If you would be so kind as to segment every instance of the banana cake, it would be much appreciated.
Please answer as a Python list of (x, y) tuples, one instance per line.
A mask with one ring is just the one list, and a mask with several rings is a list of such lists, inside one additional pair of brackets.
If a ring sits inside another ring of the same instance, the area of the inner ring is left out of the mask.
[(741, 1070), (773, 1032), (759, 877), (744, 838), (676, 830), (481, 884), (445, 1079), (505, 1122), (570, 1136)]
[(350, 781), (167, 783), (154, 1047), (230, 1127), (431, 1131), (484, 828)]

## EXERCISE REQUIREMENTS
Present the lines above as a numbered list, leaving out any blank lines.

## RIGHT ANSWER
1. If you would be so kind as to segment every instance of the banana cake, it would be much appreciated.
2. Please answer as a Python list of (x, y) tuples, one instance per line.
3. A mask with one ring is just the one list, and a mask with several rings is a list of such lists, inside one additional pair of brackets.
4. If a ring sits inside another ring of the same instance, the area of the inner ring is left out of the mask.
5. [(741, 1070), (773, 1032), (759, 877), (744, 838), (676, 830), (481, 884), (445, 1079), (505, 1122), (570, 1136)]
6. [(350, 781), (167, 783), (154, 1047), (230, 1127), (431, 1131), (484, 828)]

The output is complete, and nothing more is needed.